**Document source**
◇ ◇ ◇ ◇ ◇ ◇ ◇
Ensuite parce qu'il m'est difficile d'admettre que l'on pose une question sans donner de réponse. d'autant qu'il me semble que lorsqu'on omet le ? à la fin de ladite question cette interrogation devient ipso facto une affirmation. Autant vous dire que l'ensemble est pour le moins intrigant.
Néanmoins l'auteur déroule une liste de vérités incontestables. Par exemple (page 6) il ne saurait y avoir de bonds de baleine sans un drame sous-jacent (…) tant de morts menacent la baleine contemporaine (…) L’océan est aussi un cimetière suffocant.
Je vous fais grâce de la liste très impressionnante, hélas très plausible, de toutes les sortes de morts qui guettent ces animaux.
Nicolas Cavailles nous met vite en appétit : Le saut est un mouvement "normal" pour tous les cétacés de 100 kg à 100 tonnes, à l’exception de la baleine pygmées semble-t-il (page 12), parfois répété une vingtaine de fois. On ignore pourquoi mais on pose moult hypothèses (page 9) et je suis curieuse qu’on ne sache pas la réponse.
Curieuse n’est pas le bon mot. L’exercice est prétexte pour l’auteur à ébaucher une typologie en rappelant la finesse de l’ouïe des cétacés, tout autant que (page 20) le refus du Japon du moratoire sur la chasse aux baleines depuis 1986. À cet égard il est étrange de lire ce livre juste avant ou juste après avoir regardé la série télévisée Parlement qui a connu un grand succès dès le début de la période de confinement. Il y est question de sauver, non pas les baleines, mais les requins, lesquels sont eux aussi victimes de la pêche abusive par les japonais. Et je suis très sensible à leur cause depuis que Julia Duchaussoy m'a démontré qu'on les martyrisait dramatiquement, dans un très joli spectacle créé au festival d'Avignon au théâtre de la Luna, J'irai danser avec les requins. J'ai reçu cette comédienne à la radio pour un Entre Voix spécial dont je garde un souvenir ému.
Et voilà qu'apparait (page 29) une épizootie virale de pneumonie chez les baleines, maladie elle aussi inexpliquée.
L’auteur soulignera (page 30) le contraste entre plonger à 300 m de profondeur et sauter en l’air. Deux extrêmes qu'il pointe comme des paradoxes en soulignant que le saut (les raisons du) s’avère aussi mystérieux que son absence. Ce qui ne l'empêcheras, on s'en doute, d'avancer des hypothèses, de songer à une migration pour cause hormonale (et on apprend au passage que la mélatonine est potentiellement déprimante), de comparer leur bond au geste des mains de Glenn Gould au-dessus du clavier de son piano (page 47), d'invoquer une chose et son contraire, en l'occurrence une retombée puisque (page 37) tout saut implique une chute qui serait l’envers de la poussée d’Archimède, qualifiée de force absurde.
◇ ◇ ◇ ◇ ◇ ◇ ◇
**Données présentées**
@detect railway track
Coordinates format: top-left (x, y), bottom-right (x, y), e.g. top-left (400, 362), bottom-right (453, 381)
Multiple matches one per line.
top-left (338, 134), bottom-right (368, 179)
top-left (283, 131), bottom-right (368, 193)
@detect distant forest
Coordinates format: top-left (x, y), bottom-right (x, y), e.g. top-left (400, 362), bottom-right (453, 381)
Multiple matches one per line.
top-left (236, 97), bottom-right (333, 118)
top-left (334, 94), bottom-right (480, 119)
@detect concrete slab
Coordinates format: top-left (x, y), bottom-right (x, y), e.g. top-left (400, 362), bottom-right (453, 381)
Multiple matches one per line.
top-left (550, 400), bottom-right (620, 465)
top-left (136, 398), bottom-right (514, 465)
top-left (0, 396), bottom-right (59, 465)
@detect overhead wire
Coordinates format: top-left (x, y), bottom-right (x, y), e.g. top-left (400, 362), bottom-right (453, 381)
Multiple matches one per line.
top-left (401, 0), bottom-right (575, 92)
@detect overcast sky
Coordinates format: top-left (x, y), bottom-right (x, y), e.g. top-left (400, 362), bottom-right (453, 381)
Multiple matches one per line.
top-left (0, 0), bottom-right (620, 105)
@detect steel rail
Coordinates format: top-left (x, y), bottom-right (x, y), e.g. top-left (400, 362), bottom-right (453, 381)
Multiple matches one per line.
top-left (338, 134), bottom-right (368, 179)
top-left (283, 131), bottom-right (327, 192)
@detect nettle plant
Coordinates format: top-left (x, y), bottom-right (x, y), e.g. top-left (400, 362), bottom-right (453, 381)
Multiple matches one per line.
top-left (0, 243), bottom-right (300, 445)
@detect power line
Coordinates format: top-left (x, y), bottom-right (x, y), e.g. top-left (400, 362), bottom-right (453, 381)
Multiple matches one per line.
◇ ◇ ◇ ◇ ◇ ◇ ◇
**Tâche à réaliser**
Recopiez fidèlement l'extrait du document source qui commence par « L’auteur soulignera (page » et se termine par « de force absurde. ».

**Réponse**
L’auteur soulignera (page 30) le contraste entre plonger à 300 m de profondeur et sauter en l’air. Deux extrêmes qu'il pointe comme des paradoxes en soulignant que le saut (les raisons du) s’avère aussi mystérieux que son absence. Ce qui ne l'empêcheras, on s'en doute, d'avancer des hypothèses, de songer à une migration pour cause hormonale (et on apprend au passage que la mélatonine est potentiellement déprimante), de comparer leur bond au geste des mains de Glenn Gould au-dessus du clavier de son piano (page 47), d'invoquer une chose et son contraire, en l'occurrence une retombée puisque (page 37) tout saut implique une chute qui serait l’envers de la poussée d’Archimède, qualifiée de force absurde.